### Exercise description
Answer these questions from the James Schureman biography:
(a) Who succeeded James Schureman as United States Senator from New Jersey?
(b) What was his political party?
(c) In what college did he earn his BA, and in what year?

### Document section
United States Senator from New Jersey
- In office March 4, 1799 – February 16, 1801
- Preceded by: Franklin Davenport
- Succeeded by: Aaron Ogden

Member of the U.S. House of Representatives from New Jersey's at-large district
- In office March 4, 1797 – March 3, 1799
- Preceded by: Thomas Henderson
- Succeeded by: District eliminated

Member of the U.S. House of Representatives from New Jersey's at-large district
- In office March 4, 1789 – March 3, 1791
- Preceded by: District created
- Succeeded by: Jonathan Dayton

Personal details
- Born: February 12, 1756 New Brunswick, Province of New Jersey, British America
- Died: January 22, 1824 (aged 67) New Brunswick, New Jersey, U.S.
- Party: Federalist
- Alma mater: Queen's College (BA) 1775 (now known as Rutgers University)

= James Schureman =

American merchant and politician (1756–1824)

James Schureman (February 12, 1756 – January 22, 1824) was an American merchant and statesman from New Brunswick, New Jersey. He represented New Jersey in the Continental Congress as well as the United States House of Representatives and United States Senate.

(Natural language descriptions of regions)
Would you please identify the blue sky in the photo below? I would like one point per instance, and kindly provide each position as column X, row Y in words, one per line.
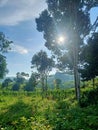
column 17, row 21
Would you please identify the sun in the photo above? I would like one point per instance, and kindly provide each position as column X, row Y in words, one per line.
column 61, row 39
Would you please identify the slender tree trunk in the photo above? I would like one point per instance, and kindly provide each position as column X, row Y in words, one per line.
column 76, row 73
column 93, row 82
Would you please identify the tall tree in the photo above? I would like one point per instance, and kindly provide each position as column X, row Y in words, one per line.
column 4, row 47
column 69, row 18
column 89, row 58
column 43, row 65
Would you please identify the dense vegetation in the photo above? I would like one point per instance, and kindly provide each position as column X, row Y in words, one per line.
column 58, row 111
column 29, row 103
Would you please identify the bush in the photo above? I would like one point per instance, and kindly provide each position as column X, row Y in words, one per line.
column 89, row 98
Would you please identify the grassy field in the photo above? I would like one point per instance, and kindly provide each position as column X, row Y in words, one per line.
column 59, row 111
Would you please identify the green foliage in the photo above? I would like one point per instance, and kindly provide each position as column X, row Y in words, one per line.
column 43, row 64
column 89, row 58
column 3, row 65
column 4, row 47
column 57, row 83
column 32, row 83
column 6, row 82
column 89, row 98
column 16, row 87
column 59, row 111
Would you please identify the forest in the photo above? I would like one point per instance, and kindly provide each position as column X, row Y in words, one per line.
column 68, row 99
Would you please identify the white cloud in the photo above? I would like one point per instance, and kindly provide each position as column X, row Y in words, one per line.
column 14, row 11
column 18, row 49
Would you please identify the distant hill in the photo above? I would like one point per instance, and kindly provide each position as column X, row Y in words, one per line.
column 67, row 79
column 1, row 80
column 63, row 76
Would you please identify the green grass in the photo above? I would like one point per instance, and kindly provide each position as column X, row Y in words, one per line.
column 59, row 111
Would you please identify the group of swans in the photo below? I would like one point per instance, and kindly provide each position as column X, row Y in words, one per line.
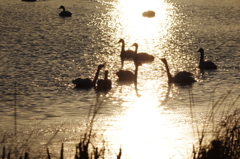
column 185, row 77
column 182, row 77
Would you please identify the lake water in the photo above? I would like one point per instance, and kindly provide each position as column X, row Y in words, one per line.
column 41, row 53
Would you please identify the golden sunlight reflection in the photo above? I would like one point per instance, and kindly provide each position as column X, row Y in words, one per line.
column 147, row 130
column 139, row 28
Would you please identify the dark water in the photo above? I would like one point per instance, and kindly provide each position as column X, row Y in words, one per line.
column 41, row 53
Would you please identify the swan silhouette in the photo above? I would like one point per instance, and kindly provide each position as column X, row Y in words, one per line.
column 205, row 64
column 182, row 77
column 127, row 76
column 104, row 84
column 64, row 13
column 130, row 54
column 87, row 83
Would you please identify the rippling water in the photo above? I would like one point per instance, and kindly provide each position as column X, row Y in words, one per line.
column 41, row 53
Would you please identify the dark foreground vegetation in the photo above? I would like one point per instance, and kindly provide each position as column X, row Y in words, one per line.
column 222, row 143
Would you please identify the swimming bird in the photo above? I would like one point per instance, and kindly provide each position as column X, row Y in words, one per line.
column 64, row 13
column 87, row 83
column 205, row 64
column 130, row 54
column 104, row 84
column 182, row 77
column 142, row 56
column 126, row 76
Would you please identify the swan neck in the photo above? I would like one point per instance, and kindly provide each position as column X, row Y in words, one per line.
column 106, row 76
column 170, row 78
column 96, row 77
column 135, row 76
column 123, row 46
column 202, row 57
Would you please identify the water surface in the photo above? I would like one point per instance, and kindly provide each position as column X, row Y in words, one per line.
column 41, row 53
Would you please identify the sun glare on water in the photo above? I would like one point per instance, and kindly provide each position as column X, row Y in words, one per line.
column 138, row 27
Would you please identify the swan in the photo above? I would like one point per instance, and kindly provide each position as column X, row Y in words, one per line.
column 130, row 54
column 104, row 84
column 64, row 13
column 127, row 76
column 182, row 77
column 142, row 56
column 205, row 64
column 87, row 83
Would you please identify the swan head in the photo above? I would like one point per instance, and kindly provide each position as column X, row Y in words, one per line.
column 163, row 60
column 201, row 50
column 61, row 7
column 101, row 66
column 121, row 41
column 139, row 64
column 135, row 44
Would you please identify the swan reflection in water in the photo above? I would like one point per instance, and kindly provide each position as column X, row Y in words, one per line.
column 182, row 77
column 88, row 83
column 131, row 55
column 205, row 64
column 104, row 84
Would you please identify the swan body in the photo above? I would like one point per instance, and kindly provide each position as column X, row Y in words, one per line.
column 148, row 14
column 104, row 84
column 182, row 77
column 131, row 55
column 126, row 76
column 87, row 83
column 205, row 64
column 64, row 13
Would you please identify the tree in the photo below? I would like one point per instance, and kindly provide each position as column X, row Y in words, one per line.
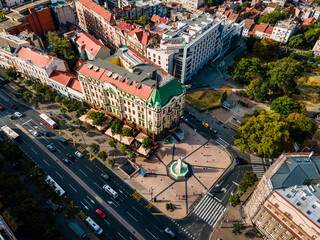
column 116, row 127
column 61, row 47
column 234, row 199
column 26, row 96
column 283, row 74
column 286, row 105
column 63, row 110
column 71, row 210
column 113, row 143
column 58, row 99
column 11, row 73
column 224, row 97
column 133, row 155
column 243, row 186
column 94, row 147
column 78, row 122
column 147, row 143
column 301, row 127
column 246, row 70
column 236, row 228
column 123, row 148
column 102, row 155
column 264, row 133
column 126, row 131
column 250, row 178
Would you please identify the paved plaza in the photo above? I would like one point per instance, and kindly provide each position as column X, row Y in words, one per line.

### Result
(a) Aaron Ogden
(b) Federalist
(c) Queen's College (now known as Rutgers University), in 1775